Khaula’s Story with the Hijab – Inspirational Read !!
A View through Hijab – By Sister Khaula From Japan 10/25/1993 [57]
My Story To Islam :“A view through Hijaab” is an informative account of life in Hijaab. Written by Khaula Nakata, it is the experience of Hijaab as seen through the eyes of a Japanese woman who embraced Islam.
As most of the Japanese, I’d followed no 
religion before I embraced Islam in France. I was majoring in French 
Literature at the university. My favorite thinkers were Sartre, Nietchze
 and Camas, whose thinking is atheistic. At the same time, however, I 
was very interested in religion, not because of my inner necessity but 
of my love for the truth. What was waiting for me after death did not 
interest me at all; how to live was my concern(58). For a long time I 
had a sort of impression that I was not doing what I should do and I was
 wasting my time. Whether God existed or not was the same to me; I just 
wanted to know the truth and choose my way of life-to live with God or 
without God.
I started to read books on different 
religions except Islam. I had never thought that Islam was a religion 
worth studying. It was for me, at that time, a sort of primitive 
idolatry of the simple mind (how ignorant I was!). I made friends with 
Christians, with whom I studied the Bible, to come to realize a few 
years later the existence of God. But then I had to face a dilemma 
because I could not “feel” God at all, in spite of my conviction that he
 should exist. I tried to pray in church, but in vain. I felt nothing 
but the absence of God.
I then studied Buddhism, hoping I would 
be able to feel God through Zen or Yoga. I found as many things in 
Buddhism that seemed to be true as I had in Christianity, yet there were
 many things I could not understand or accept. In my opinion, If God 
exists, He should be for everyone(59) and the truth should simple and 
clear to everyone. I could not understand why people should abandon 
ordinary life to devote themselves to God.

+-------+

CHALLENGES -
• 1. Reproduce Khaula's story verbatim for the stretch from "Khaula’s Story with" through "who embraced Islam.".
• 2. List the favorite thinkers Khaula's story names, spelled as they appear there.
The data after this point is separate material, unrelated to Khaula's story.

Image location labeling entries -
+-------+

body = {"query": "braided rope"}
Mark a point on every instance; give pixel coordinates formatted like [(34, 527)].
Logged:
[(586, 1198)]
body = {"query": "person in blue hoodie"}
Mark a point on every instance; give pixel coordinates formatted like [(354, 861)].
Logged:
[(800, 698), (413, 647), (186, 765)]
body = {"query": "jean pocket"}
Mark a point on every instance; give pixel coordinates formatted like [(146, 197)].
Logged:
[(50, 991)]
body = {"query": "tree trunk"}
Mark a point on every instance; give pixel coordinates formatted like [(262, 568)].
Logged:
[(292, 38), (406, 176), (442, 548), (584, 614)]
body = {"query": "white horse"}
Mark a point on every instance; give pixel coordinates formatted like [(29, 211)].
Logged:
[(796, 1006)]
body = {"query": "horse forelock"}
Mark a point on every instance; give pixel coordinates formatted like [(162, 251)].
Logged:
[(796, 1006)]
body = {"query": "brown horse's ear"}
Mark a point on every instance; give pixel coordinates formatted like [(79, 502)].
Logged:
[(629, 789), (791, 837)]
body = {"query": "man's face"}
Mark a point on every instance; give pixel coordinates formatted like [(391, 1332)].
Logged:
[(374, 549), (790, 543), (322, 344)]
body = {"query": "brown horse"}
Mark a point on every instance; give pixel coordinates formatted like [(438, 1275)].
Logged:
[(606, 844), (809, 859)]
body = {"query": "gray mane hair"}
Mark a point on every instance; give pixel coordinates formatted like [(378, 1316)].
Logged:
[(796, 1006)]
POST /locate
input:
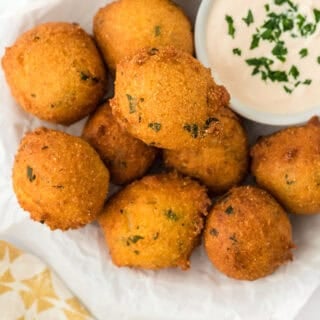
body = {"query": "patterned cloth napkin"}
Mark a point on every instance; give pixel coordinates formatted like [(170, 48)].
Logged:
[(31, 291)]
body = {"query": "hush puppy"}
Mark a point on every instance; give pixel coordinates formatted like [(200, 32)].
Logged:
[(123, 27), (127, 158), (166, 98), (247, 234), (59, 179), (287, 164), (219, 164), (155, 222), (55, 72)]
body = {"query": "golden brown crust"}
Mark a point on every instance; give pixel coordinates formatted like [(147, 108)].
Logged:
[(59, 179), (287, 164), (155, 222), (55, 72), (155, 23), (126, 157), (248, 235), (166, 93), (219, 163)]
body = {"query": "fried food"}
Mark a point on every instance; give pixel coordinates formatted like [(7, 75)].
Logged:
[(155, 222), (219, 164), (59, 179), (126, 157), (55, 72), (287, 164), (248, 234), (166, 98), (123, 27)]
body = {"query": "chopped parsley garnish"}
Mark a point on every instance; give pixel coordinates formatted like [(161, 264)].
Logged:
[(30, 175), (157, 31), (229, 210), (231, 28), (303, 52), (294, 72), (249, 18), (285, 20), (155, 126), (316, 13), (132, 103), (170, 214), (236, 51)]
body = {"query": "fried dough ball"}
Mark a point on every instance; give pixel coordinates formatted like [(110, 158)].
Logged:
[(55, 72), (126, 157), (248, 234), (123, 27), (166, 98), (219, 164), (59, 179), (287, 164), (155, 222)]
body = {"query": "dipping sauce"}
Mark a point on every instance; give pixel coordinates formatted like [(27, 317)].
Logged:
[(267, 52)]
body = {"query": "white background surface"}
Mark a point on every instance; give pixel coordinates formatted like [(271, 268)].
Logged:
[(80, 257)]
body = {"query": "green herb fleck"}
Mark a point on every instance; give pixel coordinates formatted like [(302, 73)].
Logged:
[(155, 126), (229, 210), (157, 31), (237, 51), (132, 103), (30, 174), (193, 129), (171, 215), (255, 41), (294, 72), (249, 19), (303, 52), (214, 232), (279, 51), (231, 28)]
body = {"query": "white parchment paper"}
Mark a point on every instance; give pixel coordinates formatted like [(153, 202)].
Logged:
[(81, 258)]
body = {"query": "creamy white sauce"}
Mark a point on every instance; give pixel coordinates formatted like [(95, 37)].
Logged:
[(232, 70)]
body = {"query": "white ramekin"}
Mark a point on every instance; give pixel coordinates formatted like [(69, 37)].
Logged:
[(244, 110)]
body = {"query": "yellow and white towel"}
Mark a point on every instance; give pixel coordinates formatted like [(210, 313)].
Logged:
[(30, 291)]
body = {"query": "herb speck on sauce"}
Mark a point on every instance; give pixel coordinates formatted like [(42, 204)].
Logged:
[(237, 51), (30, 175)]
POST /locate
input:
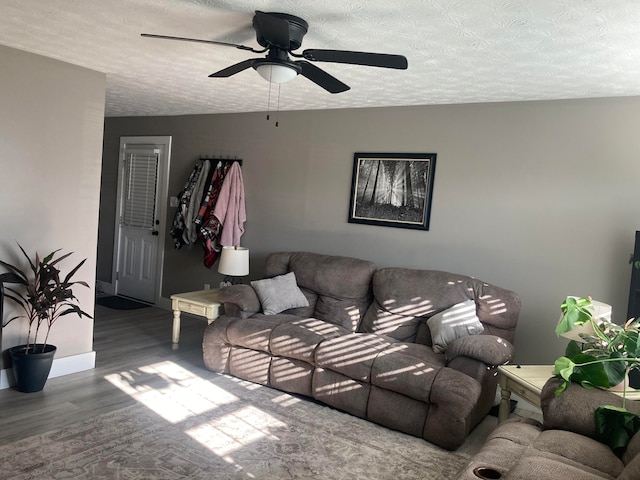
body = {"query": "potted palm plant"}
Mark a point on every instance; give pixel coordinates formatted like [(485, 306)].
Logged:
[(601, 358), (43, 296)]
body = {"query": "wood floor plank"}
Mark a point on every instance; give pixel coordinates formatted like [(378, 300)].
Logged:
[(124, 341)]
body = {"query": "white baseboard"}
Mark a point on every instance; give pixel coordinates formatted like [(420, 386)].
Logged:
[(60, 367)]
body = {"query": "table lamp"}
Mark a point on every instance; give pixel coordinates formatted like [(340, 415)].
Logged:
[(234, 263)]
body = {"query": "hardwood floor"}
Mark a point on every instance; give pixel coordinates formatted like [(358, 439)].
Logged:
[(125, 342)]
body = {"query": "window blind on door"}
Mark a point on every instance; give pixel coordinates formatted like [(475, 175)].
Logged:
[(139, 195)]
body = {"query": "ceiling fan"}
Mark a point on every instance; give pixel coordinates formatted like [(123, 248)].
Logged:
[(280, 34)]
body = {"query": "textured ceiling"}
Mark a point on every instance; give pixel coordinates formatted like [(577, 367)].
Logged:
[(458, 51)]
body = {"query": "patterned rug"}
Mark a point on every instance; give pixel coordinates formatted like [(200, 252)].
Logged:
[(223, 428)]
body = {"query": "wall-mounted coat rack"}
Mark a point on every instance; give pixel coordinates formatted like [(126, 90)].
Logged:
[(221, 159)]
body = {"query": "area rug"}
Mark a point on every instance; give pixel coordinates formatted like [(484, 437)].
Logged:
[(119, 303), (240, 431)]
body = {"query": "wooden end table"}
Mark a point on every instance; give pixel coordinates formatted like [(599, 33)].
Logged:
[(203, 303), (525, 381)]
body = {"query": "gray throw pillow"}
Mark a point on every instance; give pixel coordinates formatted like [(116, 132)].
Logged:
[(455, 322), (279, 293)]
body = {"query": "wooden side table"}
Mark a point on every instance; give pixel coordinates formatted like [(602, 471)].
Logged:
[(203, 303), (525, 381)]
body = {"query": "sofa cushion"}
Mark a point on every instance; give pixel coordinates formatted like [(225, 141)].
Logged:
[(455, 322), (577, 448), (342, 284), (300, 338), (407, 368), (403, 297), (352, 355), (279, 293), (531, 467)]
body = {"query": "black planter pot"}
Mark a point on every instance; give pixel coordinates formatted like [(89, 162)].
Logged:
[(31, 370)]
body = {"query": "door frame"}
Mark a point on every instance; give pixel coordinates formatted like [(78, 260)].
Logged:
[(163, 196)]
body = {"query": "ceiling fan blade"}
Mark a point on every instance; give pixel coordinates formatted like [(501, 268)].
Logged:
[(320, 77), (275, 30), (214, 42), (357, 58), (233, 69)]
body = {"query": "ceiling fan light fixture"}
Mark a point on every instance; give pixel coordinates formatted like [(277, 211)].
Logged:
[(276, 72)]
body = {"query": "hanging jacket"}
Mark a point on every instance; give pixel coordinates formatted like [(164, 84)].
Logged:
[(230, 207), (179, 227)]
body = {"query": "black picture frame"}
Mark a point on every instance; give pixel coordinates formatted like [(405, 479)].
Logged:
[(392, 189)]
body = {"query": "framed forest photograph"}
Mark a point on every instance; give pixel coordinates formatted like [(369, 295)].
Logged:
[(392, 189)]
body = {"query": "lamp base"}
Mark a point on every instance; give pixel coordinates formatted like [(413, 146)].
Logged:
[(230, 280)]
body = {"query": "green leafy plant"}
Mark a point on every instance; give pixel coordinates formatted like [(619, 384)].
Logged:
[(603, 360), (45, 296)]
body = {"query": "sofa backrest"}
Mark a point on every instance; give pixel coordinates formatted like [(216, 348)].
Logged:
[(404, 299), (338, 288)]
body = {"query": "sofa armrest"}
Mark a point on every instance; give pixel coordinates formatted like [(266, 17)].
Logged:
[(239, 300), (489, 349), (573, 409)]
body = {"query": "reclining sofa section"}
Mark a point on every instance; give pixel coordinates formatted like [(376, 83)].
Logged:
[(363, 345)]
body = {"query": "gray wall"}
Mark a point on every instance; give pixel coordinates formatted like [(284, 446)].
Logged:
[(51, 125), (539, 197)]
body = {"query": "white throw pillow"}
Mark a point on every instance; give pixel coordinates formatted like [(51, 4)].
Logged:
[(455, 322), (279, 293)]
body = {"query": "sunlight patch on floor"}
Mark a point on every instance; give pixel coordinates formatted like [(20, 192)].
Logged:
[(224, 435), (171, 391)]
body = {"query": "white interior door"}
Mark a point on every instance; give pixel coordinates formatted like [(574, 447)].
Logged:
[(141, 197)]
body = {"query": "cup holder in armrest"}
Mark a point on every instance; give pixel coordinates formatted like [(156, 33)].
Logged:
[(487, 473)]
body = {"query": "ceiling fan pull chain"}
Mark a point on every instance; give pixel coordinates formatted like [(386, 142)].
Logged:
[(269, 101), (278, 106)]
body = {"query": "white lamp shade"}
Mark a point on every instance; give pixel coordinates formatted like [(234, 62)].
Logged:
[(234, 261), (275, 73)]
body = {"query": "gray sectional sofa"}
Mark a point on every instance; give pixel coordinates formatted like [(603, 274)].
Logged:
[(563, 447), (413, 350)]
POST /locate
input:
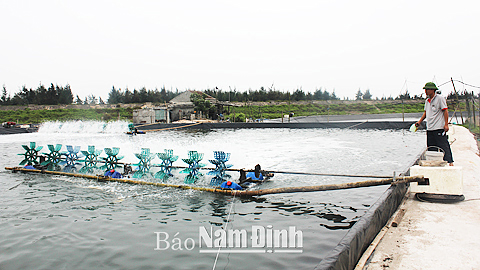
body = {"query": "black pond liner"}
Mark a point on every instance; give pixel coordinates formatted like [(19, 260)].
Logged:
[(352, 246)]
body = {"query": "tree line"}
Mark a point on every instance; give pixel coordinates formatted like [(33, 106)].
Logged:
[(52, 95), (56, 94)]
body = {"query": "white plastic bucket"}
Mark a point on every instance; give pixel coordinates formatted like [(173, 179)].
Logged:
[(433, 155)]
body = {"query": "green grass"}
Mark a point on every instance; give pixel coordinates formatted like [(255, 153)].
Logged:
[(276, 111), (39, 116), (254, 111)]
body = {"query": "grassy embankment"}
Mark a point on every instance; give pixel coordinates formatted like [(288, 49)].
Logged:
[(39, 116), (276, 111)]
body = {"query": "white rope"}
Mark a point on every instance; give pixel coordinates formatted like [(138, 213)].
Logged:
[(225, 228)]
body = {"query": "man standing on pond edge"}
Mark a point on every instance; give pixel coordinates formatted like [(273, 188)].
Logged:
[(436, 113)]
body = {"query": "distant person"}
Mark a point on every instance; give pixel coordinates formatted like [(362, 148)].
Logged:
[(230, 185), (436, 115)]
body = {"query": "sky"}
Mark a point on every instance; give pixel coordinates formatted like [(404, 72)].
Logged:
[(386, 47)]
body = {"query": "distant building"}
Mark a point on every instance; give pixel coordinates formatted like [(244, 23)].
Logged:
[(178, 108)]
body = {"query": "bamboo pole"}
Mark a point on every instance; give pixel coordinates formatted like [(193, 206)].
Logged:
[(241, 193)]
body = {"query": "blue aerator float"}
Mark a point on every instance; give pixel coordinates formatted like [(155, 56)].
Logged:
[(167, 162), (71, 158), (31, 154), (193, 167), (89, 160), (144, 164), (220, 167)]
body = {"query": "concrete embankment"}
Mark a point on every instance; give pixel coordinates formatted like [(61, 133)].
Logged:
[(438, 235)]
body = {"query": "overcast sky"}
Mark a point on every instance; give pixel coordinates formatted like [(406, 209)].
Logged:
[(343, 46)]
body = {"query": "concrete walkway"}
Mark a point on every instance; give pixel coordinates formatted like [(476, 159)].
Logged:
[(437, 235)]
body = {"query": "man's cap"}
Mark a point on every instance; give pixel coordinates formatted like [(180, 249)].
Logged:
[(430, 86)]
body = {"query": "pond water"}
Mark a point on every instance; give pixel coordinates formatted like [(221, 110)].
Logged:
[(58, 222)]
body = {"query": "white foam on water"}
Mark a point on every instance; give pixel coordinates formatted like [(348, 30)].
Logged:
[(84, 127)]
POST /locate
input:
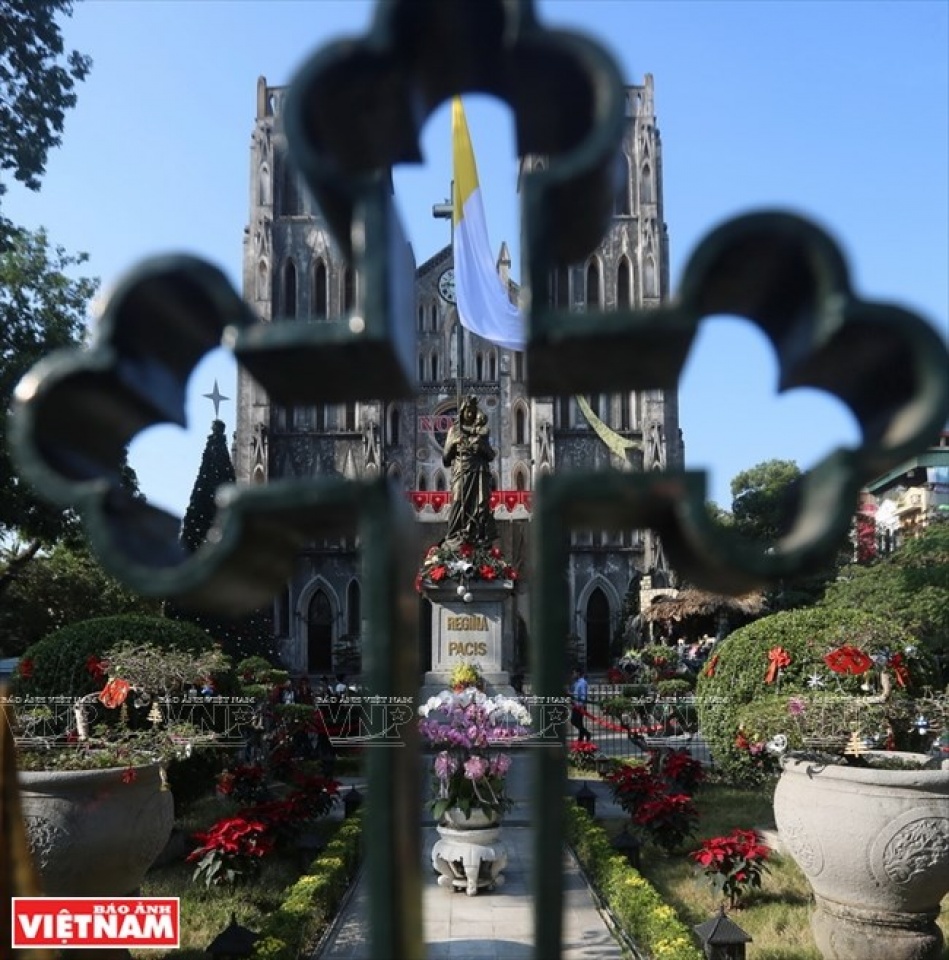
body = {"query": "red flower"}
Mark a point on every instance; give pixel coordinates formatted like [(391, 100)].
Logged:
[(847, 659), (115, 692), (736, 861), (778, 658)]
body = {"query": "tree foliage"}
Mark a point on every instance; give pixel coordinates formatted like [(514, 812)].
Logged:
[(216, 469), (250, 635), (42, 309), (763, 499), (911, 586), (37, 85), (58, 588)]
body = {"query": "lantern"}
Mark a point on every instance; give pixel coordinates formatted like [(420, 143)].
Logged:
[(233, 941), (586, 799), (722, 938)]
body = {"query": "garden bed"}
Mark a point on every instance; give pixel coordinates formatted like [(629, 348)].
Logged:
[(289, 902), (777, 916)]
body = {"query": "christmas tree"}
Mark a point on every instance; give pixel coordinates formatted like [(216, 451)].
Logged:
[(240, 637)]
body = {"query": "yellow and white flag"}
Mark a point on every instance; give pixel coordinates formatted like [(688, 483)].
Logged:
[(483, 303)]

+-------+

TASK ANSWERS -
• 1.
Khaula’s Story with the Hijab – Inspirational Read !!
A View through Hijab – By Sister Khaula From Japan 10/25/1993 [57]
My Story To Islam :“A view through Hijaab” is an informative account of life in Hijaab. Written by Khaula Nakata, it is the experience of Hijaab as seen through the eyes of a Japanese woman who embraced Islam.

• 2. Sartre, Nietchze, Camas